- **PASSAGE PROVIDED**:
3d It floats right astern (4)
{RAFT} – R, abbreviation for ‘right’ + a three-letter word that means ‘astern’  gives us a flat structure of logs for conveyance on water.

4d Chap unfit to work on a tough paper (7)
– Putting together a word that means ‘chap’, another that means “unfit to work” or even just “unfit”, and A (taking it just like that) , we get a word that means “tough paper” – of which envelopes are made.

5d School set up record (4)
{NOTE } The name of a famous school, when “set up”, that is reversed, fetches the required word that means “record”.

6d A new crop, it yields fruit (7)
{APRICOT} – Take A and add an anagram of CROP IT and you get the name of a fruit.

7d Clubs, possibly, where naval officers may be found? (11)

- **Coordinate annotation entries**:

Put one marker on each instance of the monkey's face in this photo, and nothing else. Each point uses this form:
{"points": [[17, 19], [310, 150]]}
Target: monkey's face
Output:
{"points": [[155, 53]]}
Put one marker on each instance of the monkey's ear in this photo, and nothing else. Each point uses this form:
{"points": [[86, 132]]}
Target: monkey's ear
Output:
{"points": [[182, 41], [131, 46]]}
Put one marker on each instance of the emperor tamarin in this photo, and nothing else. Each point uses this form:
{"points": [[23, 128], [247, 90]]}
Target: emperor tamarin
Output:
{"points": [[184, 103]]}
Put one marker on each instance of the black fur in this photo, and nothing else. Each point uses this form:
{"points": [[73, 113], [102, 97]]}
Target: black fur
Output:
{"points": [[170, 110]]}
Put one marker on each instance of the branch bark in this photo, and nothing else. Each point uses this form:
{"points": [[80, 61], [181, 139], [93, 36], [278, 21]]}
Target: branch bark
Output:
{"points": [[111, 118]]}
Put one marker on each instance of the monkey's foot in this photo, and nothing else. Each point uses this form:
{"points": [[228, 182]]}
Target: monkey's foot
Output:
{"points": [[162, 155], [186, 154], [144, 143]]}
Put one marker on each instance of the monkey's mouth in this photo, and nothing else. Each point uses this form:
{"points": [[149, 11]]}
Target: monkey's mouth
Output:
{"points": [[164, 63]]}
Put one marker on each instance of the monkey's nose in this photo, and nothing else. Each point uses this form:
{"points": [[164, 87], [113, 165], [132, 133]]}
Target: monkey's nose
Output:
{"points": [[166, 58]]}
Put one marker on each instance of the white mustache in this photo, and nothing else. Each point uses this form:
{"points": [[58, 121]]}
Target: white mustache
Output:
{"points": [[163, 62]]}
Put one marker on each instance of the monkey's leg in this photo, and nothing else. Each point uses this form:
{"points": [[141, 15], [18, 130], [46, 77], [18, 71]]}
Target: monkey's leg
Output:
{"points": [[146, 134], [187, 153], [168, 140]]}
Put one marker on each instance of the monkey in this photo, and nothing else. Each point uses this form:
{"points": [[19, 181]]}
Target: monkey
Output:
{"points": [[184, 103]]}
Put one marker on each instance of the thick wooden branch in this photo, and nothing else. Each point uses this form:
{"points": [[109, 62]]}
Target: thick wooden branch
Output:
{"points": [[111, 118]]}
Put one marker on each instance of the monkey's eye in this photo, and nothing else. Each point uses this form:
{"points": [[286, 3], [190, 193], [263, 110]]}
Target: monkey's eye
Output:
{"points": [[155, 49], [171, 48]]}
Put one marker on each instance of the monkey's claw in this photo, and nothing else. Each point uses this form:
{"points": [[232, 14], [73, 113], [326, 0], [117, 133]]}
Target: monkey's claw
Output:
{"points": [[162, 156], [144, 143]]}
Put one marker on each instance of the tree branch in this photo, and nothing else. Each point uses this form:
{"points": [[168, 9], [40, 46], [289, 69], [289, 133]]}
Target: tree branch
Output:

- **DIRECTION A**: According to the crossword clue notes, what is added to A in clue 6d to produce the name of a fruit?
- **DIRECTION B**: Copy out the listing, character for character, from the line containing "Put one marker on each instance of the white" through the end of the listing.
The listing has no connection to the crossword clue notes.

- **REPLY A**: An anagram of CROP IT.

- **REPLY B**:
Put one marker on each instance of the white mustache in this photo, and nothing else. Each point uses this form:
{"points": [[58, 121]]}
Target: white mustache
Output:
{"points": [[163, 62]]}
Put one marker on each instance of the monkey's leg in this photo, and nothing else. Each point uses this form:
{"points": [[141, 15], [18, 130], [46, 77], [18, 71]]}
Target: monkey's leg
Output:
{"points": [[146, 134], [187, 153], [168, 140]]}
Put one marker on each instance of the monkey in this photo, and nothing else. Each point uses this form:
{"points": [[19, 181]]}
Target: monkey
Output:
{"points": [[184, 103]]}
Put one marker on each instance of the thick wooden branch in this photo, and nothing else. Each point uses this form:
{"points": [[109, 62]]}
Target: thick wooden branch
Output:
{"points": [[111, 118]]}
Put one marker on each instance of the monkey's eye in this photo, and nothing else. Each point uses this form:
{"points": [[286, 3], [190, 193], [263, 110]]}
Target: monkey's eye
Output:
{"points": [[155, 49], [171, 48]]}
Put one marker on each instance of the monkey's claw in this photo, and nothing else. Each point uses this form:
{"points": [[232, 14], [73, 113], [326, 0], [117, 133]]}
Target: monkey's claw
Output:
{"points": [[162, 156], [144, 143]]}
Put one marker on each instance of the tree branch in this photo, and nothing else. Each point uses this form:
{"points": [[168, 9], [40, 46], [289, 69], [289, 133]]}
Target: tree branch
Output:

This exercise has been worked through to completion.